## Request
Repeat the records below word for word, but start at the line that contains "Provide the outline of each instance of the man's white", stop after the last line, and include nothing else.

* START *

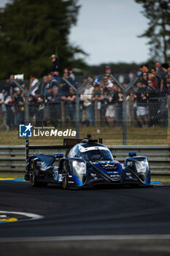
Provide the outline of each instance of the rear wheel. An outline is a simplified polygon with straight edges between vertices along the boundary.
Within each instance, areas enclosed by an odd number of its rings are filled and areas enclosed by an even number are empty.
[[[32,187],[46,187],[47,183],[37,181],[36,175],[36,163],[34,159],[31,159],[29,163],[29,181]]]

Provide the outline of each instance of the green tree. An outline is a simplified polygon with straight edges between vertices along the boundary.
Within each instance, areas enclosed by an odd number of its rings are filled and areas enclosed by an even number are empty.
[[[26,78],[49,72],[56,49],[61,69],[85,66],[74,58],[84,51],[69,42],[80,7],[77,0],[10,0],[0,9],[0,78],[8,72]]]
[[[168,61],[170,50],[169,0],[135,0],[142,4],[142,13],[148,20],[148,28],[139,37],[149,38],[151,59]]]

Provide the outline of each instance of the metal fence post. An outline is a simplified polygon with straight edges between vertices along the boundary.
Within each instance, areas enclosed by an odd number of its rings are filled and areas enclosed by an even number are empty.
[[[26,94],[24,104],[24,123],[25,124],[29,122],[29,108],[28,108],[28,97]]]
[[[131,89],[132,86],[137,81],[138,78],[134,77],[132,80],[129,82],[128,86],[124,88],[123,85],[111,74],[110,77],[121,88],[123,91],[123,144],[126,145],[126,136],[127,136],[127,119],[126,119],[126,93]]]
[[[88,80],[85,83],[84,83],[80,88],[77,89],[75,88],[67,79],[65,78],[63,78],[63,80],[69,86],[71,86],[73,90],[76,93],[76,138],[79,139],[80,136],[80,129],[79,129],[79,121],[80,121],[80,101],[79,101],[79,96],[81,93],[81,91],[83,90],[83,89],[87,86],[88,83],[90,83],[89,80]]]
[[[80,136],[80,129],[79,129],[79,121],[80,121],[80,102],[79,102],[79,93],[76,92],[76,138],[79,139]]]
[[[14,83],[20,88],[20,91],[24,93],[25,95],[25,102],[24,102],[24,122],[25,124],[28,124],[29,122],[29,108],[28,108],[28,97],[31,94],[31,92],[39,86],[39,82],[36,83],[36,84],[29,89],[28,91],[26,91],[24,89],[14,80]]]
[[[126,92],[123,92],[123,144],[126,145],[127,118],[126,118]]]

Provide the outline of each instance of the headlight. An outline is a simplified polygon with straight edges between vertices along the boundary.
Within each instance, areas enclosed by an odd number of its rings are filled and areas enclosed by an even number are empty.
[[[72,167],[78,174],[86,173],[86,165],[84,162],[73,161]]]
[[[147,162],[144,161],[139,161],[136,162],[137,172],[138,173],[146,172],[147,165],[148,165]]]

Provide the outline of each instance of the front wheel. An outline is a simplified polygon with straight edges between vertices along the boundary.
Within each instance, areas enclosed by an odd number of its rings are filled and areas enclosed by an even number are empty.
[[[34,159],[31,159],[29,163],[29,181],[32,187],[47,187],[47,183],[39,182],[36,175],[36,163]]]
[[[64,162],[62,167],[62,186],[64,189],[69,188],[68,178],[68,171],[66,170],[66,162]]]

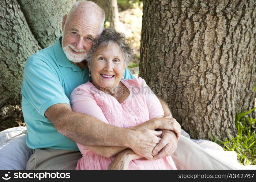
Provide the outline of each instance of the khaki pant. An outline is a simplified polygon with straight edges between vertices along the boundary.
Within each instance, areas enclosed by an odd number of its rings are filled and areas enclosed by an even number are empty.
[[[181,135],[172,156],[178,169],[234,169],[208,154],[188,138]],[[35,149],[26,169],[75,169],[82,157],[79,151],[44,149]]]

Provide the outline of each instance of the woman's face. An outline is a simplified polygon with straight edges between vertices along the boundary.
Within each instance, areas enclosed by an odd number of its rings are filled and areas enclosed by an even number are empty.
[[[118,86],[125,69],[124,57],[116,43],[97,49],[88,65],[92,83],[100,90]]]

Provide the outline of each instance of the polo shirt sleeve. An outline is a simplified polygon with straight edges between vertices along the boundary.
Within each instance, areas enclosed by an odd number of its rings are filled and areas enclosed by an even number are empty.
[[[31,57],[28,59],[25,67],[22,87],[23,96],[43,116],[46,110],[53,105],[60,103],[70,105],[52,67]]]
[[[131,71],[127,68],[125,68],[124,73],[124,77],[125,79],[133,79],[135,77],[132,75]]]

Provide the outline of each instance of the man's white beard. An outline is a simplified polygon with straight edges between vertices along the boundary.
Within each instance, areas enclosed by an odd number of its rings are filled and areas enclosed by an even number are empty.
[[[72,49],[76,52],[84,52],[84,53],[81,54],[76,54],[72,52],[71,49]],[[87,53],[85,49],[83,49],[79,50],[77,50],[75,46],[72,44],[68,44],[64,47],[63,50],[64,53],[66,55],[68,59],[74,63],[80,63],[82,61],[84,60],[87,56]]]

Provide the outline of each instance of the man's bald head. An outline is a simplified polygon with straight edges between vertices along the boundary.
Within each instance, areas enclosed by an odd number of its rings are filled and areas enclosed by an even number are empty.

* END *

## Output of the task
Provide the outline of each instance of the man's white beard. An outline is a simplified polygon with straight edges between vertices along the boundary.
Within each instance, areas enclosed by an odd number of its rings are filled and areas enclosed by an even number are empty.
[[[72,49],[76,52],[84,52],[84,53],[81,54],[76,54],[72,52],[71,49]],[[87,53],[85,49],[83,49],[79,50],[77,50],[75,46],[72,44],[68,44],[64,47],[63,50],[64,53],[66,55],[68,59],[74,63],[80,63],[82,61],[84,60],[87,56]]]

Provide the outline of each instance of the man's bald head. An outline is a simplified polygon with straight edges between vertices along the boundary.
Within each instance, areas enclosed by an odd number of its rings are filled and areas enclosed by an even number are empty.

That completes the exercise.